Please report, word for word, each line of the material below that contains the string "window".

Provided data
• • •

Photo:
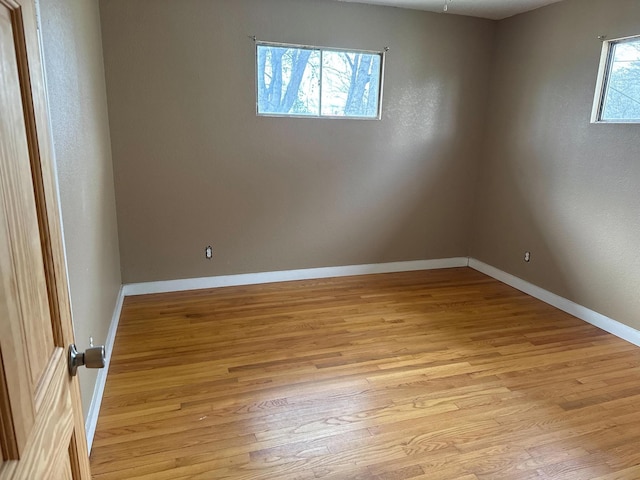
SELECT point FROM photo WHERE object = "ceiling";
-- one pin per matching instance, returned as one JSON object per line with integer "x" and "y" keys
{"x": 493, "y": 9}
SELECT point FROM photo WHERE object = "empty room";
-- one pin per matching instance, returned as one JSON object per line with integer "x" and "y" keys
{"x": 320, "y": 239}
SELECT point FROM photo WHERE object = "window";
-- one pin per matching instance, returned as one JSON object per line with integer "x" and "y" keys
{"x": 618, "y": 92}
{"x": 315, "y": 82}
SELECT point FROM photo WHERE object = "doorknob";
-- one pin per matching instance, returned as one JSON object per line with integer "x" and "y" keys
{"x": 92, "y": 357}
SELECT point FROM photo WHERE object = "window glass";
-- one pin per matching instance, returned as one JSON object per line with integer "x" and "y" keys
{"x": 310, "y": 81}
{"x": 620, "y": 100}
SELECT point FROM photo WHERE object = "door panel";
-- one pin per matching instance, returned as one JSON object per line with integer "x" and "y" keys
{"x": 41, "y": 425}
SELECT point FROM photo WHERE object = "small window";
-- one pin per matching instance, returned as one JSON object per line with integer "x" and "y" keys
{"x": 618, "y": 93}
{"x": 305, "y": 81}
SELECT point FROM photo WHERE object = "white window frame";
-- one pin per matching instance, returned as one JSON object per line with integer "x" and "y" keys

• • •

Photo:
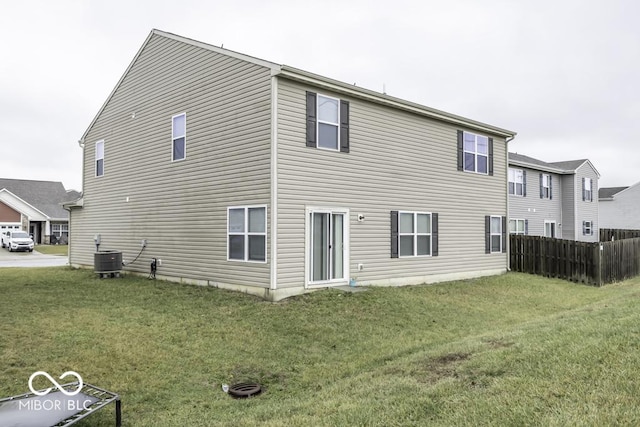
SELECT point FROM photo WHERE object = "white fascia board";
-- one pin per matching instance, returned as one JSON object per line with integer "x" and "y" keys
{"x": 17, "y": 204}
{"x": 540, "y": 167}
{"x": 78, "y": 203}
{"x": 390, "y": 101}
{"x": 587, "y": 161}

• • •

Finished exercise
SELECT point FROM photo WHERE object = "window";
SELECT point FROM photo WHERE object = "window glass";
SELECT point FROM photo WHERE object = "small window";
SELECT point FROM photo WHERE object = "white window frame";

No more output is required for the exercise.